Activity:
Return the data that follows exactly as it appears. Pictures do not belong in the copy.

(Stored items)

────────

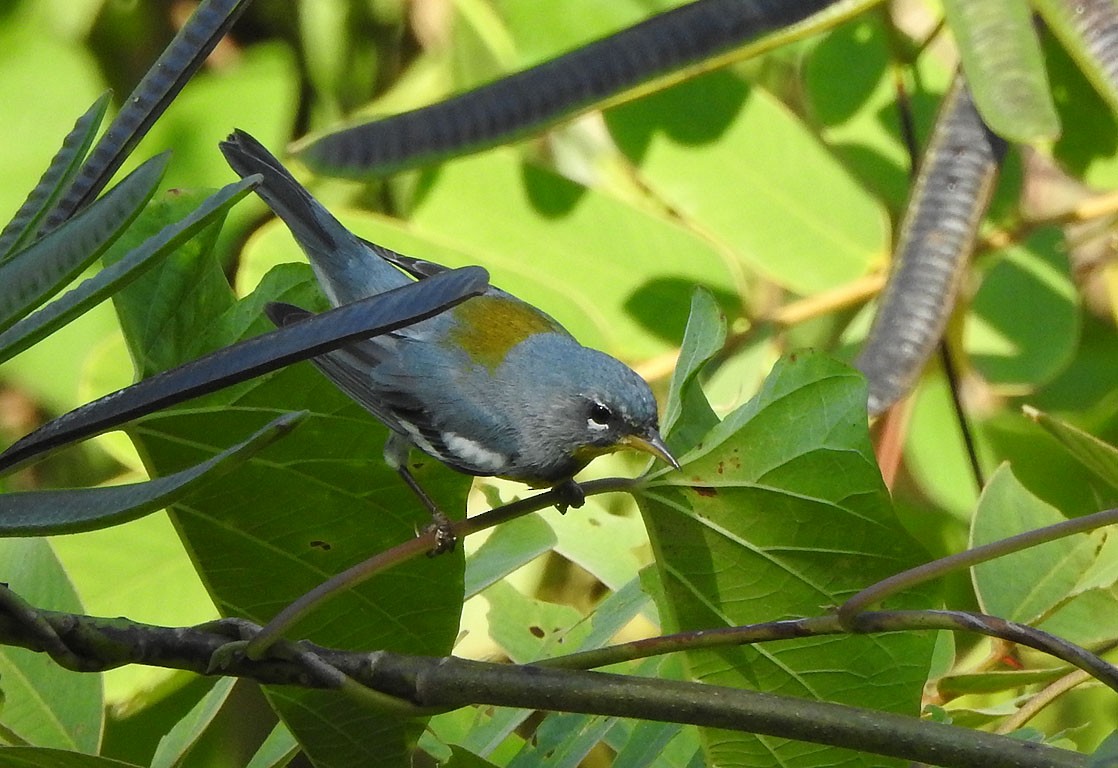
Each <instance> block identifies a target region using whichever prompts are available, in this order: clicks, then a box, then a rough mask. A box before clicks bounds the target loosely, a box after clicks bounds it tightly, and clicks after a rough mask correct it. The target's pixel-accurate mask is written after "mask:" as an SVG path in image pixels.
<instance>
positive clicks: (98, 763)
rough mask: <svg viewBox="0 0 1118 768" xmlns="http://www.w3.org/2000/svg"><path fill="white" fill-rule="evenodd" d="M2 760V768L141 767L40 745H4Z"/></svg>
mask: <svg viewBox="0 0 1118 768" xmlns="http://www.w3.org/2000/svg"><path fill="white" fill-rule="evenodd" d="M2 762H3V766H4V768H141V767H140V766H136V765H133V764H131V762H121V761H120V760H111V759H110V758H107V757H100V756H97V755H83V753H82V752H70V751H66V750H63V749H47V748H42V747H4V748H3V758H2Z"/></svg>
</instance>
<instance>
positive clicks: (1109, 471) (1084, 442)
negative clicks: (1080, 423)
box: [1024, 406, 1118, 489]
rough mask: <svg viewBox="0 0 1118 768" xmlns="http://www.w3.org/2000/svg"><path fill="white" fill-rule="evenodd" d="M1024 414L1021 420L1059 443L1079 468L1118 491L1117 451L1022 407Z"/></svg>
mask: <svg viewBox="0 0 1118 768" xmlns="http://www.w3.org/2000/svg"><path fill="white" fill-rule="evenodd" d="M1024 411H1025V416H1027V417H1029V418H1031V419H1032V420H1033V421H1035V423H1036V424H1039V425H1040V426H1041V427H1042V428H1044V430H1045V432H1048V433H1049V434H1050V435H1052V437H1054V438H1057V439H1058V440H1060V443H1061V444H1062V445H1063V447H1064V448H1067V449H1068V453H1070V454H1071V455H1072V456H1074V457H1076V458H1077V459H1078V461H1079V463H1080V464H1082V465H1083V466H1086V467H1087V468H1088V470H1090V471H1091V472H1093V473H1095V474H1096V475H1098V476H1099V477H1101V478H1102V480H1105V481H1106V482H1107V483H1109V484H1110V485H1111V486H1114V487H1116V489H1118V448H1116V447H1115V446H1112V445H1109V444H1107V443H1103V442H1102V440H1100V439H1099V438H1098V437H1095V436H1093V435H1090V434H1088V433H1086V432H1083V430H1082V429H1079V428H1078V427H1074V426H1072V425H1071V424H1068V423H1067V421H1063V420H1061V419H1058V418H1055V417H1054V416H1050V415H1048V414H1044V413H1042V411H1040V410H1036V409H1035V408H1031V407H1027V406H1026V407H1025V408H1024Z"/></svg>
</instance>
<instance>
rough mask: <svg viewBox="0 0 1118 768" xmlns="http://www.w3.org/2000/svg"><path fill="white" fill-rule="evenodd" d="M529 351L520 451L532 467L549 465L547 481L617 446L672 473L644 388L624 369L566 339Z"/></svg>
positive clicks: (573, 340)
mask: <svg viewBox="0 0 1118 768" xmlns="http://www.w3.org/2000/svg"><path fill="white" fill-rule="evenodd" d="M530 347H534V348H536V349H534V350H533V352H534V354H533V355H532V357H533V358H536V361H534V363H533V364H532V366H531V367H530V368H529V369H527V371H525V378H524V379H521V385H522V386H523V385H531V387H530V391H531V395H529V396H528V401H527V404H525V405H529V406H530V409H531V410H532V413H531V417H530V428H529V429H528V430H527V432H528V434H527V437H528V440H529V443H528V445H522V446H521V451H522V452H524V453H528V454H534V455H536V456H538V457H539V458H538V459H537V465H538V466H539V467H543V466H549V467H552V468H553V471H550V472H548V473H547V474H551V475H552V476H551V477H547V480H555V478H556V476H555V475H559V474H566V475H567V476H569V475H570V474H574V473H575V472H577V471H578V470H580V468H581V467H584V466H585V465H586V464H587V463H589V462H590V461H591V459H594V458H595V457H597V456H600V455H603V454H607V453H613V452H615V451H620V449H624V448H631V449H635V451H641V452H644V453H647V454H651V455H653V456H655V457H656V458H660V459H661V461H663V462H665V463H667V464H670V465H671V466H673V467H675V468H679V466H680V465H679V462H676V461H675V457H674V456H672V454H671V452H670V451H669V449H667V446H666V445H665V444H664V440H663V438H662V437H661V435H660V429H659V418H657V414H656V400H655V398H654V397H653V395H652V390H651V389H650V388H648V385H647V383H646V382H645V381H644V379H642V378H641V377H639V376H638V374H637V373H636V372H635V371H634V370H633V369H632V368H629V367H628V366H626V364H625V363H623V362H620V361H619V360H617V359H616V358H613V357H610V355H608V354H605V353H604V352H599V351H597V350H593V349H588V348H586V347H581V345H580V344H578V343H577V342H576V341H574V340H572V339H570V338H569V336H552V338H540V339H539V340H538V343H536V344H530ZM540 360H548V361H549V362H548V363H547V364H546V366H544V364H540ZM560 465H563V466H565V468H563V470H559V468H558V467H559V466H560ZM543 475H544V473H541V478H543Z"/></svg>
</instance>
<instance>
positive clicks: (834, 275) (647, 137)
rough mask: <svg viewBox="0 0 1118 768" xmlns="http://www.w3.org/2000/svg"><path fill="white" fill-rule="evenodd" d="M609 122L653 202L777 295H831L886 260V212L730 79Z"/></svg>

────────

Output of the task:
Each <instance> block identifies a target region using whichever prompts are available, in this order: clicks, then a box, then a rough mask. A box before clicks bounds the target loosely, a box after clicks bounds it tightly, and clicks after a rough mask correct it. The target's pixel-accurate mask is written after "mask:" as an SVG path in image pixels.
<instance>
positive clicks: (98, 763)
rough mask: <svg viewBox="0 0 1118 768" xmlns="http://www.w3.org/2000/svg"><path fill="white" fill-rule="evenodd" d="M2 760V768L141 767L40 745H4Z"/></svg>
mask: <svg viewBox="0 0 1118 768" xmlns="http://www.w3.org/2000/svg"><path fill="white" fill-rule="evenodd" d="M2 762H3V766H4V768H141V767H140V766H136V765H133V764H131V762H121V761H120V760H111V759H110V758H107V757H100V756H97V755H83V753H82V752H70V751H66V750H63V749H47V748H42V747H4V748H3V758H2Z"/></svg>
</instance>
<instance>
positive clicks: (1109, 471) (1084, 442)
negative clicks: (1080, 423)
box: [1024, 406, 1118, 489]
rough mask: <svg viewBox="0 0 1118 768" xmlns="http://www.w3.org/2000/svg"><path fill="white" fill-rule="evenodd" d="M1024 414L1021 420L1059 443L1079 468L1118 491L1117 451L1022 407Z"/></svg>
mask: <svg viewBox="0 0 1118 768" xmlns="http://www.w3.org/2000/svg"><path fill="white" fill-rule="evenodd" d="M1024 411H1025V416H1027V417H1029V418H1031V419H1032V420H1033V421H1035V423H1036V424H1039V425H1040V426H1041V427H1042V428H1044V430H1045V432H1048V433H1049V434H1050V435H1052V437H1054V438H1057V439H1058V440H1060V443H1061V444H1062V445H1063V447H1064V448H1067V449H1068V453H1070V454H1071V455H1072V456H1074V457H1076V458H1077V459H1078V461H1079V463H1080V464H1082V465H1083V466H1086V467H1087V468H1088V470H1090V471H1091V472H1093V473H1095V474H1096V475H1098V476H1099V477H1101V478H1102V480H1105V481H1106V482H1107V483H1109V484H1110V485H1111V486H1114V487H1116V489H1118V448H1116V447H1115V446H1112V445H1109V444H1107V443H1103V442H1102V440H1100V439H1099V438H1098V437H1095V436H1093V435H1090V434H1088V433H1086V432H1083V430H1082V429H1079V428H1078V427H1074V426H1072V425H1071V424H1068V423H1067V421H1063V420H1061V419H1058V418H1055V417H1054V416H1050V415H1048V414H1044V413H1042V411H1040V410H1036V409H1035V408H1031V407H1027V406H1026V407H1025V408H1024Z"/></svg>
</instance>
<instance>
rough mask: <svg viewBox="0 0 1118 768" xmlns="http://www.w3.org/2000/svg"><path fill="white" fill-rule="evenodd" d="M529 351L520 451L532 467L549 465L547 481L617 446L672 473L644 388L624 369L566 339Z"/></svg>
positive clicks: (573, 340)
mask: <svg viewBox="0 0 1118 768" xmlns="http://www.w3.org/2000/svg"><path fill="white" fill-rule="evenodd" d="M530 347H534V348H536V349H534V350H533V352H534V354H533V355H532V357H533V358H536V361H534V363H533V364H532V366H531V367H530V368H529V369H527V371H525V378H524V379H521V385H522V386H523V385H531V387H530V391H531V395H529V396H528V401H527V404H525V405H529V406H530V409H531V410H532V413H531V417H530V428H529V429H528V430H527V432H528V434H527V437H528V440H529V443H528V445H522V446H521V451H522V452H524V453H528V454H534V455H536V456H538V457H539V458H538V459H537V465H538V466H539V467H543V466H549V467H552V468H553V471H550V472H548V473H547V474H551V475H552V476H551V477H547V480H555V478H556V476H555V475H559V474H566V475H567V476H569V475H570V474H574V473H575V472H577V471H578V470H580V468H581V467H584V466H585V465H586V464H587V463H589V462H590V461H591V459H594V458H595V457H597V456H600V455H603V454H607V453H613V452H615V451H620V449H624V448H631V449H635V451H641V452H644V453H647V454H651V455H653V456H655V457H656V458H660V459H661V461H663V462H665V463H667V464H670V465H671V466H673V467H675V468H679V466H680V465H679V462H676V461H675V457H674V456H672V454H671V452H670V451H669V449H667V446H666V445H665V444H664V440H663V438H662V437H661V435H660V429H659V418H657V414H656V400H655V398H654V397H653V395H652V390H651V389H650V388H648V385H647V383H646V382H645V381H644V379H642V378H641V377H639V376H638V374H637V373H636V372H635V371H634V370H633V369H632V368H629V367H628V366H626V364H625V363H623V362H620V361H619V360H617V359H616V358H613V357H610V355H608V354H605V353H604V352H599V351H597V350H593V349H588V348H586V347H581V345H580V344H578V343H577V342H576V341H574V340H572V339H570V338H569V336H552V338H540V339H539V340H538V343H536V344H530ZM540 360H548V361H549V362H548V363H547V364H546V366H544V364H540ZM560 465H563V466H565V468H563V470H559V468H558V467H559V466H560ZM543 475H544V473H541V478H543Z"/></svg>
</instance>
<instance>
positive clicks: (834, 275) (647, 137)
rough mask: <svg viewBox="0 0 1118 768" xmlns="http://www.w3.org/2000/svg"><path fill="white" fill-rule="evenodd" d="M609 122L653 202L777 295H831L886 260V212L730 79Z"/></svg>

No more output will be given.